- _Prompt_
In the text about the Henry 180 race, who won the Grand National race that Road America held in 1956?

- _Given passage_
--- BEGIN ---

The Henry 180 is a NASCAR Xfinity Series race that has taken place at Road America since 2010. Henry Repeating Arms holds the naming rights to the race, and the pole and race winners are awarded matching, custom Henry 180 Edition Big Boy Lever-Action Rifles. Since the inception, the race has featured highly competitive races and is considered one of the most unpredictable races of the season.

History 
The track held its first Xfinity event in 2010 after the Milwaukee Mile's race was moved to the track. Road America had held a Grand National (now NASCAR Cup Series) race in the 1956 that was won by Tim Flock. Carl Edwards won the inaugural 50-lap race, named the Bucyrus 200, after holding off Canadian road course ringers, Jacques Villeneuve and Ron Fellows.

In 2011, the Bucyrus 200 was won by Reed Sorenson after a confusing series of events in which numerous drivers either crashed, were penalized, or ran out of gas. This was the first Xfinity Series race to require three green-white-checker finish attempts, extending the race to 57 laps. Michael McDowell was leading until he ran out of fuel on the first GWC-finish attempt, handing the lead to Justin Allgaier. A caution came out on the final lap which forced the race to end under yellow. Just after the yellow came out, Allgaier slowed down after running out of gas. When the dust settled, Ron Fellows appeared to have won the race, but, after a 10-minute delay, NASCAR determined that Fellows had made a pass on leader Reed Sorenson after a final-lap caution came out, handing the win to Sorenson and dropping Fellows to second.

The next year, in the newly renamed Sargento 200, Brazilian Nelson Piquet Jr. won his first career race ahead of Michael McDowell and Ron Fellows. In 2013, the once again renamed Johnsonville Sausage 200 pole winner was A. J. Allmendinger. Allmendinger, Owen Kelly, and Billy Johnson all took turns leading, with Allmendinger leading the most at 29. Allmendinger would go on to win the race after eight caution flags waved and the race was extended to 55 laps due to two green-white-checker finish attempts. The race became memorable when road course ringer, Max Papis got furious with Billy Johnson for spinning him out twice; on pit road Papis slapped Johnson and walked off grinning. The race was renamed as the Gardner Denver 200 for 2014.

--- END ---

- _Entries_
--- BEGIN ---

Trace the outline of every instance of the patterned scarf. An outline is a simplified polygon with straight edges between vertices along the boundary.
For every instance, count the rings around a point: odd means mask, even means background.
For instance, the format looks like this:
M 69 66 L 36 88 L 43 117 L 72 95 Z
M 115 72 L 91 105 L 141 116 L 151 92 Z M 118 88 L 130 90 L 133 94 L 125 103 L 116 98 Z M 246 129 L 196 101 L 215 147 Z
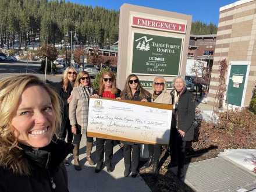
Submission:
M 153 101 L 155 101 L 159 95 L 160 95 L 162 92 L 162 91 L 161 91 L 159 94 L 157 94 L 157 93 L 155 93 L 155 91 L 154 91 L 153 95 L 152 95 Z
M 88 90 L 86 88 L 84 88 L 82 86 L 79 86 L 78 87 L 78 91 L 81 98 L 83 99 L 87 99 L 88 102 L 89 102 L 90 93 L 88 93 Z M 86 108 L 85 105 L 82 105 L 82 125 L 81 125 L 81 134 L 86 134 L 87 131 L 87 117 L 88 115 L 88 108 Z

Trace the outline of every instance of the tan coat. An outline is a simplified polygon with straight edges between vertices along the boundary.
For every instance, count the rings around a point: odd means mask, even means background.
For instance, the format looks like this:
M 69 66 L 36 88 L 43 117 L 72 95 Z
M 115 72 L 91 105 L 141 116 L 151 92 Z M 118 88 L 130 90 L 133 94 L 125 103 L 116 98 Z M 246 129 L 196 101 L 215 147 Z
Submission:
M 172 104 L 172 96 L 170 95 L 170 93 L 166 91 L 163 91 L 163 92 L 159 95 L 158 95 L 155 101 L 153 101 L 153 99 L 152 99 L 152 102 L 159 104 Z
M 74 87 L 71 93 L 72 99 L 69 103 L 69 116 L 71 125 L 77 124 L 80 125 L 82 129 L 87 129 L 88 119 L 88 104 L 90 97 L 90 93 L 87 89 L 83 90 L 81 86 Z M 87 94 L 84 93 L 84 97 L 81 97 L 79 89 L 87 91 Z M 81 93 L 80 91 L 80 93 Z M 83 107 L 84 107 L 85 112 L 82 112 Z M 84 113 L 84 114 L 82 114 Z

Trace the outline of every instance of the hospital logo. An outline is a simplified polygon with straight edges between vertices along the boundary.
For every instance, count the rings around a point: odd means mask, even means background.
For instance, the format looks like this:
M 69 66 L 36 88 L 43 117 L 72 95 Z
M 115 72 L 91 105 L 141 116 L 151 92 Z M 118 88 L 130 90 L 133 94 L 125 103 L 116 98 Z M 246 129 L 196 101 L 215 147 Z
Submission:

--- END ---

- _Exercise output_
Tim Flock